Copy out all of the data below word for word, with every line unchanged.

──────── EXERCISE MATERIALS ────────

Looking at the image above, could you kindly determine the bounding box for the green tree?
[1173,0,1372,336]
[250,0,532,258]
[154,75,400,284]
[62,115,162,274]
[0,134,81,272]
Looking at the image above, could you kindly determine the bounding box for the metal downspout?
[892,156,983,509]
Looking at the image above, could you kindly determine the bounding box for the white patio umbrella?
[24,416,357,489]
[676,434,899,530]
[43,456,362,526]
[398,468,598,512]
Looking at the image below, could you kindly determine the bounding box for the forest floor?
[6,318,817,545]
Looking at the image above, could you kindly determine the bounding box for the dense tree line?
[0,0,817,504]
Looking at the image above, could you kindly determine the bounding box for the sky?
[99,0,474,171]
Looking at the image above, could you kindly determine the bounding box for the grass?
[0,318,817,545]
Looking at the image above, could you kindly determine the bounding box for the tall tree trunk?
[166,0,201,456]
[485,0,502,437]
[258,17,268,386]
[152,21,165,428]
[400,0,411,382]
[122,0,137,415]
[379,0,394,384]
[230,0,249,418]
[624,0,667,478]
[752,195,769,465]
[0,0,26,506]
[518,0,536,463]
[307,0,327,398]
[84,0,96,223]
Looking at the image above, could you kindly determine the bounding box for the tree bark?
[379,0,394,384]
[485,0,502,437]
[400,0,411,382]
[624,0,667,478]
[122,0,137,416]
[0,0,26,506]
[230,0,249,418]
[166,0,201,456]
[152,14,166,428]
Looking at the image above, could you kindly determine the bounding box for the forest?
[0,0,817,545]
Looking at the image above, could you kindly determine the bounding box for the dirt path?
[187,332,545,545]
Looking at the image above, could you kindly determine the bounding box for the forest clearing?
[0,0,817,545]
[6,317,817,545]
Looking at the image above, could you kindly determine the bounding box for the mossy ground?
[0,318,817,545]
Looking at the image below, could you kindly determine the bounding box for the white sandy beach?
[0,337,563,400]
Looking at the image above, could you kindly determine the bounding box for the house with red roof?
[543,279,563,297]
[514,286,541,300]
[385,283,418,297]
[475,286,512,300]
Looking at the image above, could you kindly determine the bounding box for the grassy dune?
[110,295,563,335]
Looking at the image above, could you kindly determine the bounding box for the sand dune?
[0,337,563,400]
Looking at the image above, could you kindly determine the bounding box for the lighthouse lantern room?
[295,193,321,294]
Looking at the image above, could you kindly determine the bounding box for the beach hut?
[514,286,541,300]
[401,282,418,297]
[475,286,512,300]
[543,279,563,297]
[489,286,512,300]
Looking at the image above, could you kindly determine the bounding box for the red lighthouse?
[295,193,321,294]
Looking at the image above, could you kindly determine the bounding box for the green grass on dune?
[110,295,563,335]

────────

## EXERCISE ANSWER
Looking at the image above, could you kindly determine the bounding box for the green tree?
[1173,0,1372,336]
[250,0,532,258]
[154,75,400,284]
[62,115,162,274]
[0,134,81,272]
Looking at the image above, could you kindly determine the bounding box for the metal downspout?
[892,156,983,509]
Looking at the image above, could you kindly determine the bounding box for the white patio umbrella?
[24,416,357,489]
[676,434,899,530]
[43,456,362,526]
[398,468,598,512]
Looking at the image below, could you kindly determine the bounding box for the forest floor?
[6,318,817,545]
Looking at the image above, could you kindly determine the bounding box for the dense tree line?
[0,0,817,504]
Looking at the image above, could you kindly determine the bounding box for the sky?
[99,0,474,171]
Looking at the image above, could you kindly determine the bounding box for the grass?
[0,318,817,545]
Looking at the image above, could you kindly determine the bounding box for the tall tree trunk?
[166,0,201,456]
[485,0,502,437]
[258,17,268,386]
[152,21,165,428]
[400,0,411,382]
[122,0,137,415]
[379,0,394,384]
[230,0,249,418]
[624,0,667,478]
[752,195,769,465]
[0,0,26,506]
[518,0,536,463]
[307,0,327,398]
[84,0,96,223]
Looking at the image above, could you kindly determine the bounding box for the tree bark?
[379,0,394,384]
[485,0,502,437]
[400,0,411,382]
[624,0,667,478]
[122,0,137,416]
[0,0,26,506]
[230,0,249,418]
[166,0,201,456]
[152,14,166,428]
Looking at the image above, could you kindly determine the bounding box for the forest?
[0,0,817,545]
Looking at the image above, could you kindly determine the bounding box for the dirt path?
[187,332,545,545]
Looking at the image above, could you kindly determine the bounding box for the forest clearing?
[0,0,817,545]
[6,317,817,545]
Looking at the image above, could you kindly determine the bounding box for the mossy ground?
[0,318,817,545]
Looking at the image below, could you kindly determine the bounding box for the white sandy beach?
[0,337,563,400]
Looking at the image above, could you kindly determine the bounding box for the house with red roof?
[543,279,563,297]
[514,286,541,300]
[385,283,418,297]
[475,286,512,300]
Looking at the image above, could you kindly determine the bounding box for the grassy dune?
[110,295,563,335]
Looking at the image above, could you kindly determine the bounding box for the sand dune?
[0,337,563,400]
Looking at the image above, could you kindly determine the bounding box for the lighthouse lantern room?
[295,193,321,294]
Looking at the image above, could you kindly determine the bounding box for the beach hut?
[514,286,541,300]
[401,282,418,297]
[475,286,512,300]
[543,279,563,297]
[489,286,512,300]
Looking at the image above, could you kindly determine the bounding box for the red lighthouse?
[295,193,321,294]
Looking at the image above, could you kindly determine the bounding box for the green grass on dune?
[110,295,563,335]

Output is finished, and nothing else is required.